-- Dataset records start --
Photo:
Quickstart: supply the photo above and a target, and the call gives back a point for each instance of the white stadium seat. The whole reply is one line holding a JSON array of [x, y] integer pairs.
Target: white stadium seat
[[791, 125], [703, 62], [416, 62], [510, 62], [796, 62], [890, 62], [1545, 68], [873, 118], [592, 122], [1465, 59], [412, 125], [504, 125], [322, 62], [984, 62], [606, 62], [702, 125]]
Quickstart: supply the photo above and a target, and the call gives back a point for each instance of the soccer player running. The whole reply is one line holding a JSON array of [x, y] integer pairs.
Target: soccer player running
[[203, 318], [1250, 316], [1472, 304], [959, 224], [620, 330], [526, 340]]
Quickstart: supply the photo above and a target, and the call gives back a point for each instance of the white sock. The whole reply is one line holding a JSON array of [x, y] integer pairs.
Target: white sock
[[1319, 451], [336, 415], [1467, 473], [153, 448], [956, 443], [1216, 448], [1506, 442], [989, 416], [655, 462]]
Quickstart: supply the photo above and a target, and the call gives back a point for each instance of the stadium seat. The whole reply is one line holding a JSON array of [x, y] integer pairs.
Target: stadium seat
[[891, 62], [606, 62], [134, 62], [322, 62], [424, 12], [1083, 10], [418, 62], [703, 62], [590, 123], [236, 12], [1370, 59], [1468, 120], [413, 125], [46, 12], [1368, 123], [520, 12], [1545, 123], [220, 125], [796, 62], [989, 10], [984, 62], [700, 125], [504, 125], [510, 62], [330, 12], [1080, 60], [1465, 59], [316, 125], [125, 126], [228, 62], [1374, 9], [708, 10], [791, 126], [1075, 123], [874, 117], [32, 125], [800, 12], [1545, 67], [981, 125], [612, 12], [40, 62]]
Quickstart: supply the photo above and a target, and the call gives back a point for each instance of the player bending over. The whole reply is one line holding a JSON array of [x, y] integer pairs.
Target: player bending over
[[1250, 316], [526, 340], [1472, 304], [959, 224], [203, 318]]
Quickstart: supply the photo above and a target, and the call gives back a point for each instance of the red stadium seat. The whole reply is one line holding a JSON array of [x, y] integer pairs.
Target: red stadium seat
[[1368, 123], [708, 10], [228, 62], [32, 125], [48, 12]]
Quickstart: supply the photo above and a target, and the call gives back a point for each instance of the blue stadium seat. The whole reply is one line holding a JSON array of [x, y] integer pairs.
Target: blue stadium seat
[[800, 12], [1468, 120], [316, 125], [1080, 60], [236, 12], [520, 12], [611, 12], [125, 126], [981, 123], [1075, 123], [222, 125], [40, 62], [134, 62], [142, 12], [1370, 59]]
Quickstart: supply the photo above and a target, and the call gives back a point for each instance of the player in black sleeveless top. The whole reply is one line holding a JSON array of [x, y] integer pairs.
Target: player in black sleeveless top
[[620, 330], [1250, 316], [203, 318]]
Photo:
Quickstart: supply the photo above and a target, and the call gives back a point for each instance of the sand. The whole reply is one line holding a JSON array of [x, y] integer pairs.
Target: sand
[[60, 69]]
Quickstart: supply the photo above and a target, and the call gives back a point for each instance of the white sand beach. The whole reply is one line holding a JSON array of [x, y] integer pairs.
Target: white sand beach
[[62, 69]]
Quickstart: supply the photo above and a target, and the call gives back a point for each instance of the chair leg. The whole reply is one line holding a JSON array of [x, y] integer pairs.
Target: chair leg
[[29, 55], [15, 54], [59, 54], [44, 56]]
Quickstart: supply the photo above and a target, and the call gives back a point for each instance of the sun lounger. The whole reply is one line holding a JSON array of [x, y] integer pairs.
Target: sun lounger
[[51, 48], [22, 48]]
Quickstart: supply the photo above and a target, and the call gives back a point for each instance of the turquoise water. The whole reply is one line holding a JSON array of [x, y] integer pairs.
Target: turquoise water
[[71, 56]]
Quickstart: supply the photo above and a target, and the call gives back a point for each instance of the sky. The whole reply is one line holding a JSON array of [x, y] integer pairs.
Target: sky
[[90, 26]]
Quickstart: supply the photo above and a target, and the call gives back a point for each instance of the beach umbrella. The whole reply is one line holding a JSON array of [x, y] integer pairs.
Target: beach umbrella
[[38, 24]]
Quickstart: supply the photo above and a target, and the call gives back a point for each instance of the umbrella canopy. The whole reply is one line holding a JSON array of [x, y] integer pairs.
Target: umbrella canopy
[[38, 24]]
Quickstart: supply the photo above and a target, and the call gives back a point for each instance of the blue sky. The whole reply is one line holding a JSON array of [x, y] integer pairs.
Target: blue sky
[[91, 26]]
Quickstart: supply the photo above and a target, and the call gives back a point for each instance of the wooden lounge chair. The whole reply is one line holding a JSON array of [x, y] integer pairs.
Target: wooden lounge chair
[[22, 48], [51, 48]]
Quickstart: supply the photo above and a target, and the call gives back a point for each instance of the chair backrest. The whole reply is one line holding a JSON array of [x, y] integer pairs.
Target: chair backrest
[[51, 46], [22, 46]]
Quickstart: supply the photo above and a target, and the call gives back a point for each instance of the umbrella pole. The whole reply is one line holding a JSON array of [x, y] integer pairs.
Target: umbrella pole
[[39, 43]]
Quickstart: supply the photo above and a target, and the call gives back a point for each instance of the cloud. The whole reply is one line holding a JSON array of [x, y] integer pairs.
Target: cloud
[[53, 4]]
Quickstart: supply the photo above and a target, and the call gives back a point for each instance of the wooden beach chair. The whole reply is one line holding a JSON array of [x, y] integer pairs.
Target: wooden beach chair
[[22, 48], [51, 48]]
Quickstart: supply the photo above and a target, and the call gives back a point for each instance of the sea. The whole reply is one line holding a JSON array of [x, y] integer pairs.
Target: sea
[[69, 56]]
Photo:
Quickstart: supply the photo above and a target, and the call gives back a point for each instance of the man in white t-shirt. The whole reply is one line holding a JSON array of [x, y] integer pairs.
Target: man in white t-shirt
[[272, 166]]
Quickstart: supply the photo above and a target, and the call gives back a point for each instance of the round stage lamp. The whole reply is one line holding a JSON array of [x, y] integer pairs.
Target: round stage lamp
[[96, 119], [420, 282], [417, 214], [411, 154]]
-- Dataset records end --
§ Your task: Quote all of the entries exactly as they appear.

§ The solution:
Photo:
Quickstart: supply the photo above and a target, and the call gives back a point for each instance of the white stadium seat. The whole reply is one line holding a JSON array of [x, y] integer pairs.
Target: white stadium seat
[[791, 125], [703, 62], [416, 62], [510, 62], [796, 62], [890, 62], [1545, 68], [873, 118], [592, 122], [1465, 59], [412, 125], [504, 125], [322, 62], [984, 62], [606, 62], [702, 125]]
Quickstart: supply the photo above and a target, and the call gives back a point for each instance of the soccer player running. The whole reply is one line holding a JSON array of [x, y] integer pairs.
Target: soccer player running
[[203, 318], [1250, 316], [1472, 304], [959, 224], [620, 330], [526, 340]]
Quickstart: supply the photo above and a target, and the call gives back a point for each instance of the white sock. The whole reply is one line holding a JSON array of [x, y] integer pairs.
Target: white sock
[[1319, 451], [336, 415], [1467, 473], [153, 448], [956, 443], [1216, 448], [1506, 442], [989, 416], [655, 462]]
Quickstart: supply the photo above and a target, and the call gives back a point for each instance of the stadium seat. The whole reply is one line holding a JSON array of [x, y] integer pairs.
Target: stadium seat
[[891, 62], [606, 62], [134, 62], [322, 62], [424, 12], [1083, 10], [418, 62], [703, 62], [590, 123], [236, 12], [1370, 59], [1468, 120], [413, 125], [46, 12], [1368, 123], [520, 12], [1545, 123], [220, 125], [796, 62], [989, 10], [984, 62], [700, 125], [504, 125], [510, 62], [330, 12], [1080, 60], [1465, 59], [316, 125], [125, 126], [228, 62], [1374, 9], [708, 10], [791, 126], [1075, 123], [874, 117], [32, 125], [800, 12], [1545, 67], [981, 125], [612, 12], [40, 62]]
Quickstart: supply the photo above and a target, and the call gives back a point for each instance of the player bending over. The whole reply is one line holding a JSON array of [x, y] integer pairs.
Target: player bending over
[[1250, 316], [526, 340], [1472, 304], [959, 224], [203, 318]]
Quickstart: supply the photo above and a target, and the call gives back a point for each instance of the red stadium seat. The whole reply is one line holding a JSON array of [x, y] integer pairs.
Target: red stadium seat
[[1368, 123], [708, 10], [228, 62], [32, 125], [48, 12]]
Quickstart: supply the photo above and a target, and the call gives back a point for each instance of the blue stadium seat. The whole reply is one line holding a JSON array of [x, y] integer pairs.
Target: blue stadium seat
[[800, 12], [1468, 120], [316, 125], [1080, 60], [236, 12], [520, 12], [611, 12], [125, 126], [981, 123], [1075, 123], [222, 125], [40, 62], [134, 62], [142, 12], [1370, 59]]
Quickstart: supply the photo above and a target, and the call gives back a point for each instance of the player in black sleeveless top. The whole reply is one line holding a JSON array of [x, y] integer pairs.
Target: player in black sleeveless top
[[620, 330], [1250, 316], [203, 318]]
Photo:
Quickstart: supply the photo above and a target, and the call gives back a point for each instance of the sand. The whole reply is one line holding a JSON array of [x, y] integer pairs.
Target: sand
[[60, 69]]
Quickstart: supply the photo above and a target, and the call gives back a point for each instance of the white sand beach. The whole reply is one line holding a JSON array of [x, y] integer pairs.
Target: white sand beach
[[62, 69]]
Quickstart: supply the photo above and a target, and the call gives back a point for each instance of the chair leg. The whole reply is one line holding a JSON array of [x, y] integer pairs.
Target: chair leg
[[29, 55], [15, 54], [59, 54], [44, 56]]
Quickstart: supply the photo above and a target, and the call gives back a point for each instance of the sun lounger. The whole reply is one line holding a JSON array of [x, y] integer pairs.
Target: sun lounger
[[51, 48], [22, 48]]
Quickstart: supply the photo above and a target, and the call gives back a point for each instance of the turquoise water. The whole reply is one line holding a JSON array of [x, y] integer pairs.
Target: turquoise water
[[71, 56]]
Quickstart: supply the photo above and a target, and the call gives back a point for each instance of the sky. The whole reply is one line holding a JSON array of [x, y] integer pairs.
Target: sky
[[90, 26]]
Quickstart: supply the photo above and a target, and the call gives back a point for each instance of the beach umbrella. The whole reply is one line holding a JSON array of [x, y] integer pairs.
Target: beach umbrella
[[38, 24]]
Quickstart: supply the photo above and a target, and the call gives back a point for each instance of the umbrella canopy. The whole reply is one line holding a JSON array of [x, y] integer pairs.
Target: umbrella canopy
[[38, 24]]
Quickstart: supply the photo above and a target, and the call gives back a point for each instance of the blue sky. The whole reply is one line holding a JSON array of [x, y] integer pairs.
Target: blue sky
[[91, 26]]
Quickstart: supply the photo above and a target, and the call gives back a point for each instance of the wooden lounge chair. The whole reply is one line holding a JSON array of [x, y] integer pairs.
Target: wooden lounge chair
[[22, 48], [51, 48]]
Quickstart: supply the photo above and a target, and the call gives back a point for each instance of the chair backrest. The whole reply is one line holding a JSON array of [x, y] integer pairs.
Target: chair backrest
[[51, 46], [22, 46]]
Quickstart: supply the photo above and a target, and the call gives back a point for each instance of the umbrella pole. The whole reply is one line holding a JSON array of [x, y] integer pairs.
Target: umbrella pole
[[39, 43]]
Quickstart: supply the photo above and a target, and the call gives back a point for each instance of the cloud. The whole reply is one line holding a JSON array of [x, y] integer pairs.
Target: cloud
[[53, 4]]
Quickstart: supply the photo above and a target, and the call gives back a point for each instance of the wooden beach chair. The whole reply is one line holding a JSON array of [x, y] integer pairs.
Target: wooden beach chair
[[22, 48], [51, 48]]
Quickstart: supply the photo above and a target, and the call gives back a point for each instance of the sea. The whole reply is one line holding a JSON array of [x, y] integer pairs.
Target: sea
[[69, 56]]
Photo:
Quickstart: supply the photo above and a target, and the call gives back a point for each instance of the man in white t-shirt. The whole reply is one line holding a JSON array of [x, y] integer pairs.
Target: man in white t-shirt
[[272, 166]]
Quickstart: supply the photo above and a target, and the call gives back a point for each instance of the round stage lamp. The whole reply is one line holding a JSON array of [x, y] integer pairs.
Target: round stage lamp
[[96, 119], [420, 282], [417, 214], [411, 154]]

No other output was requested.